Each line of the records is to be copied verbatim.

-*-

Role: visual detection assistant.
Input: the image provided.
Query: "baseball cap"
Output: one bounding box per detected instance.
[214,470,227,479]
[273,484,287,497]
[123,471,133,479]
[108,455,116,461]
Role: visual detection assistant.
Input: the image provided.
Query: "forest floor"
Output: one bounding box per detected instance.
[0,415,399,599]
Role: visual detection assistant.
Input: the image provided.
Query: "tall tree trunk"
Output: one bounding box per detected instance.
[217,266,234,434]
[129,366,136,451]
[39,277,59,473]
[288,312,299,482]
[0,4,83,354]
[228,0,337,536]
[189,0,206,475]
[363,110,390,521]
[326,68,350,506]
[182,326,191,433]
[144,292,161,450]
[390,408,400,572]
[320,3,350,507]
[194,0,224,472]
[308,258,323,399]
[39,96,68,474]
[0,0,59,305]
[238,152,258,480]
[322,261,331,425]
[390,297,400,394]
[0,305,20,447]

-*-

RESULT:
Role: visual detection assistant.
Input: the image provided.
Query: "baseball cap"
Output: one bounding box per detected instance.
[214,470,227,479]
[273,484,287,497]
[123,471,133,479]
[108,455,116,461]
Role: visual detection assistant.
Input: the image provided.
Query: "forest floor"
Output: one bounding box per detected instance.
[0,415,399,599]
Role: visual detection assistant.
Input: the image provided.
Query: "tall tree trunk"
Output: one bounding box per detected instance.
[217,266,234,434]
[129,366,136,451]
[39,277,59,473]
[288,312,299,482]
[0,4,83,354]
[228,0,337,536]
[189,0,206,475]
[363,110,390,521]
[326,68,350,506]
[182,326,191,433]
[144,292,161,450]
[390,408,400,572]
[320,3,350,507]
[194,0,224,472]
[308,258,323,399]
[39,96,68,474]
[0,0,59,305]
[238,152,258,480]
[322,261,331,425]
[390,297,400,394]
[0,305,20,447]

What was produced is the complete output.